Exercise material section start

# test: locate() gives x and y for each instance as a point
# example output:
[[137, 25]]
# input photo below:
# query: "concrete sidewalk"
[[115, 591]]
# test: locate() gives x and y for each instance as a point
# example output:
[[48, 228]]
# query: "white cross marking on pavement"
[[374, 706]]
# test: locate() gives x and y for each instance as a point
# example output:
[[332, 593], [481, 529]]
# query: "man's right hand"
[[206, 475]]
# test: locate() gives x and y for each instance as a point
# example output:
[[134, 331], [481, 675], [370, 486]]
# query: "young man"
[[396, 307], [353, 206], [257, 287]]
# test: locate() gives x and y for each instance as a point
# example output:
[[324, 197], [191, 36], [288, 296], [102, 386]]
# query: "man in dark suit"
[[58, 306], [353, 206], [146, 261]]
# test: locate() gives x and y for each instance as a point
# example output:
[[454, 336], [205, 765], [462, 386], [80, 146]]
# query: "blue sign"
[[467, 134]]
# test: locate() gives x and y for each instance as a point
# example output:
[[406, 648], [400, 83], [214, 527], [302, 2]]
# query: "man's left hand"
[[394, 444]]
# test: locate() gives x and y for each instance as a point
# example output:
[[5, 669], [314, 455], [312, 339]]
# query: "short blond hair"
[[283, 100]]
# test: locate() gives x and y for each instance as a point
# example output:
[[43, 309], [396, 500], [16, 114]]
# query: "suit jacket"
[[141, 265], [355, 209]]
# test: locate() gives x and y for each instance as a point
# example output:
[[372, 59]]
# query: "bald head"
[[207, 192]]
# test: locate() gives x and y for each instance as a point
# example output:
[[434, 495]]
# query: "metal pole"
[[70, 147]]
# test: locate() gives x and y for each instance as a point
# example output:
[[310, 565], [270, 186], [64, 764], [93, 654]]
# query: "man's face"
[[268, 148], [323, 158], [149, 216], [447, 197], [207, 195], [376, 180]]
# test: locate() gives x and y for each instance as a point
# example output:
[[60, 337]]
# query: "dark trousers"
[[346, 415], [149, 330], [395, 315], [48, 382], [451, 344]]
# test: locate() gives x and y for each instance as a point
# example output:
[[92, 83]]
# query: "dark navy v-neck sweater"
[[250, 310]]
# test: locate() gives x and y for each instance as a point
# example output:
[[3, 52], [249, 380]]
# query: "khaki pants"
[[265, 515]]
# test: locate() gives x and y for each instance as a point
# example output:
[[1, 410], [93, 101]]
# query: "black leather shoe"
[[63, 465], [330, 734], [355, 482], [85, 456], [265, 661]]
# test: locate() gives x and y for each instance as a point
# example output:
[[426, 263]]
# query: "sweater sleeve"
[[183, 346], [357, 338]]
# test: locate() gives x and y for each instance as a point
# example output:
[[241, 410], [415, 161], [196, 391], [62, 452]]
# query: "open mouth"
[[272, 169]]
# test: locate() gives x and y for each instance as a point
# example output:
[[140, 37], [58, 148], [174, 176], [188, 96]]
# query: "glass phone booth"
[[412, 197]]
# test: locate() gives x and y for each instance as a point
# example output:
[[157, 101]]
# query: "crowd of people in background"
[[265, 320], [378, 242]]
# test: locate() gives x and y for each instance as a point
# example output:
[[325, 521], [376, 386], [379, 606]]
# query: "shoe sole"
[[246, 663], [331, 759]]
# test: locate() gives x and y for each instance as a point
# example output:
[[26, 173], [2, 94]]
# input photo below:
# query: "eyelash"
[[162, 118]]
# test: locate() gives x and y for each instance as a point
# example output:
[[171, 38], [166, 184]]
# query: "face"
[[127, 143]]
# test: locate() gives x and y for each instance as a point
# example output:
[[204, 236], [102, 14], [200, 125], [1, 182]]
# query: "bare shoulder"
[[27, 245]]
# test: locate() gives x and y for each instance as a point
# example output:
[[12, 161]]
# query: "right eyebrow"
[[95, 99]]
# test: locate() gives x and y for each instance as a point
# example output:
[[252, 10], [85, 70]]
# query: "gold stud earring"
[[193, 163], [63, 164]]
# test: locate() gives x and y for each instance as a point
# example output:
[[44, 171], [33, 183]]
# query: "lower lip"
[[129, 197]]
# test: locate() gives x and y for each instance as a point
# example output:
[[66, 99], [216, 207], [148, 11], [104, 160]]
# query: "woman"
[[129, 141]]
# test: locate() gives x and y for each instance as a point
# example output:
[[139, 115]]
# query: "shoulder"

Exercise material section end

▸ Task statement: Line by line, output the data precisely as shown above.

▸ Result for this task:
# test: locate() gives x and y for each instance as a point
# example output:
[[137, 25]]
# input photo below:
# query: "concrete sidewalk"
[[115, 591]]
# test: locate() gives x and y for each instance as a point
# example output:
[[48, 228]]
# query: "white cross marking on pavement"
[[374, 706]]
# test: locate() gives x and y for each instance as a point
# example output:
[[332, 593], [481, 529]]
# query: "man's right hand"
[[206, 475]]
# test: locate() gives x and y for each instance as a point
# example output:
[[134, 331], [481, 675], [370, 486]]
# query: "young man"
[[396, 307], [353, 206], [257, 287]]
# test: locate() gives x and y for each instance as a point
# example output:
[[324, 197], [191, 36], [288, 296], [102, 386]]
# query: "man in dark suit"
[[58, 306], [353, 206], [146, 261]]
# test: locate() gives x and y for each instance as a point
# example output:
[[454, 336], [205, 765], [462, 386], [80, 146]]
# query: "blue sign"
[[467, 134]]
# test: locate() gives x and y for each instance as a point
# example output:
[[406, 648], [400, 83], [214, 527], [302, 2]]
# query: "man's left hand"
[[394, 444]]
# test: locate() gives x and y for each instance as a point
# example output:
[[5, 669], [314, 455], [312, 339]]
# query: "short blond hair"
[[283, 100]]
# test: locate() gives x and y for each instance as a point
# example output:
[[43, 309], [396, 500], [16, 114]]
# query: "suit jacket"
[[141, 265], [355, 209]]
# test: locate() gives x and y for each instance as a point
# example output:
[[372, 59]]
# query: "bald head"
[[207, 192]]
# test: locate() gives x and y for each instance as a point
# example output:
[[434, 495]]
# query: "metal pole"
[[70, 147]]
# test: locate() gives x and y for each instance as a point
# example output:
[[310, 565], [270, 186], [64, 764], [93, 654]]
# query: "man's face"
[[268, 148], [323, 158], [149, 216], [447, 197], [207, 195], [376, 180]]
# test: locate() gives x and y for each instance as a point
# example output:
[[60, 337]]
# query: "dark trousers"
[[346, 415], [149, 330], [395, 315], [48, 382], [451, 344]]
# test: locate() gives x and y for each instance as a point
# example output:
[[92, 83]]
# query: "dark navy v-neck sweater"
[[250, 310]]
# test: locate() gives x and y for each instance as a point
# example output:
[[3, 52], [249, 380]]
# query: "khaki pants"
[[265, 515]]
# test: locate() gives x and y for each instance as a point
# example output:
[[1, 410], [93, 101]]
# query: "black leather shoe"
[[63, 465], [330, 734], [355, 482], [85, 456], [265, 661]]
# test: locate() gives x and y for each instance as a point
# example output:
[[426, 263]]
# query: "sweater sleeve"
[[183, 346], [357, 338]]
# test: locate() gives x and y for each instance as a point
# example output:
[[241, 410], [415, 161], [196, 391], [62, 452]]
# query: "open mouth"
[[272, 169]]
# test: locate() gives x and y for each instance as a point
# example output:
[[140, 37], [58, 148], [174, 176], [188, 96]]
# query: "glass phone booth"
[[412, 197]]
# test: locate() gives x and y for each instance as a point
# example output:
[[157, 101]]
# query: "crowd of people in background"
[[265, 320], [378, 242]]
# test: locate() gives x and y for each instance as a point
# example output:
[[325, 521], [376, 386], [379, 606]]
# query: "shoe sole"
[[246, 663], [331, 759]]
# test: locate() gives x and y for each instance as a point
# example output:
[[26, 173], [2, 94]]
# input photo below:
# query: "eyelash"
[[162, 118]]
# test: locate() gives x and y for each instance as a point
# example output:
[[171, 38], [166, 184]]
# query: "face"
[[127, 143]]
# test: locate() gives x and y for each instance as a point
# example output:
[[204, 236], [102, 14], [200, 125], [1, 182]]
# query: "bare shoulder"
[[27, 245]]
# test: locate() gives x and y for each instance as a point
# example output:
[[12, 161]]
# query: "right eyebrow"
[[95, 99]]
# test: locate() gives x and y for each instance as a point
# example output:
[[252, 10], [85, 70]]
# query: "gold stud earring"
[[193, 163], [63, 164]]
# test: locate() gives x and y for each instance as a point
# example output:
[[44, 171], [33, 183]]
# query: "lower lip"
[[129, 197]]
# test: locate() gives x and y for each instance as a point
# example output:
[[66, 99], [216, 207], [148, 11], [104, 160]]
# query: "woman"
[[129, 141]]
# test: locate() gives x and y for each instance as a point
# example output:
[[139, 115]]
# query: "shoulder"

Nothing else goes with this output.